─── Records provided ───
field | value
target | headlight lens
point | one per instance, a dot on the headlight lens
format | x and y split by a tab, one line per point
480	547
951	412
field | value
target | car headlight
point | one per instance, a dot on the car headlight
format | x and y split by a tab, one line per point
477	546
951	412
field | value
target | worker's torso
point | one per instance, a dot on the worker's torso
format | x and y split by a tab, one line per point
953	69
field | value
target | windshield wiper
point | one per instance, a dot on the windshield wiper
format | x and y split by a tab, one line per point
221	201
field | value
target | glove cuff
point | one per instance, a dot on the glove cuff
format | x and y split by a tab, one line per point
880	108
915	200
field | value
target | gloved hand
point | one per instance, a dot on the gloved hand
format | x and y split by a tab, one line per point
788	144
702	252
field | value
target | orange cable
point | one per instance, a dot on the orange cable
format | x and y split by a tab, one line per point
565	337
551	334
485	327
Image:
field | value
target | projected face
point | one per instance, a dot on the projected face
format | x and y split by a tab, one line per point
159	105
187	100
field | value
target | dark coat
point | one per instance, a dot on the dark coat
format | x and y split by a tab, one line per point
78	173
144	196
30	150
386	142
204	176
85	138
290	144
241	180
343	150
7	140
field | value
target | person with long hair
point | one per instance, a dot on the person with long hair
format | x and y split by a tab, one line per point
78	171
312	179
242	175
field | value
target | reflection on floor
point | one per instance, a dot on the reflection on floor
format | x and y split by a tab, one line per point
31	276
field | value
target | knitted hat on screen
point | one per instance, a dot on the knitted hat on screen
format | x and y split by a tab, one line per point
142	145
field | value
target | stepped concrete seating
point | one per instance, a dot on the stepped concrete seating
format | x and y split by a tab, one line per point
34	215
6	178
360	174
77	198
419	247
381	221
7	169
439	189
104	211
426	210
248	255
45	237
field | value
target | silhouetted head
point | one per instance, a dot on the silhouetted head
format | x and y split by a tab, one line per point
───
- Work required: Locate each line in the material above that contains the string "seating", and copy those lines.

- Response to the task:
target | stepped concrete seating
point | one per instance, a dot on the stepped concrete seating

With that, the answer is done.